* BEGIN Given entries *
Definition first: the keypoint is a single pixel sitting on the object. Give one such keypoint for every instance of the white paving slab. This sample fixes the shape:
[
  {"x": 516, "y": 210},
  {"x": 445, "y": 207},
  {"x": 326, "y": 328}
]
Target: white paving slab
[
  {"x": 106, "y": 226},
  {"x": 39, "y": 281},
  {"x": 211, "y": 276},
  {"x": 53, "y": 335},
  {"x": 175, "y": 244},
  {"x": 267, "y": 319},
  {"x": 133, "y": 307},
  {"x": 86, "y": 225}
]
* END Given entries *
--- Set problem ---
Rewrite the records above, putting "gray paving slab" wherever "white paving slab" appears and changing nothing else.

--- Exercise result ---
Definition first: the keypoint is a single pixel sitting on the object. Give one such keypoint for every instance of the gray paving slab. This sample fixes the shape:
[
  {"x": 516, "y": 210},
  {"x": 445, "y": 207},
  {"x": 326, "y": 328}
]
Target: gray paving slab
[
  {"x": 106, "y": 226},
  {"x": 39, "y": 281},
  {"x": 211, "y": 276},
  {"x": 53, "y": 335},
  {"x": 175, "y": 244},
  {"x": 267, "y": 319},
  {"x": 133, "y": 307},
  {"x": 86, "y": 225}
]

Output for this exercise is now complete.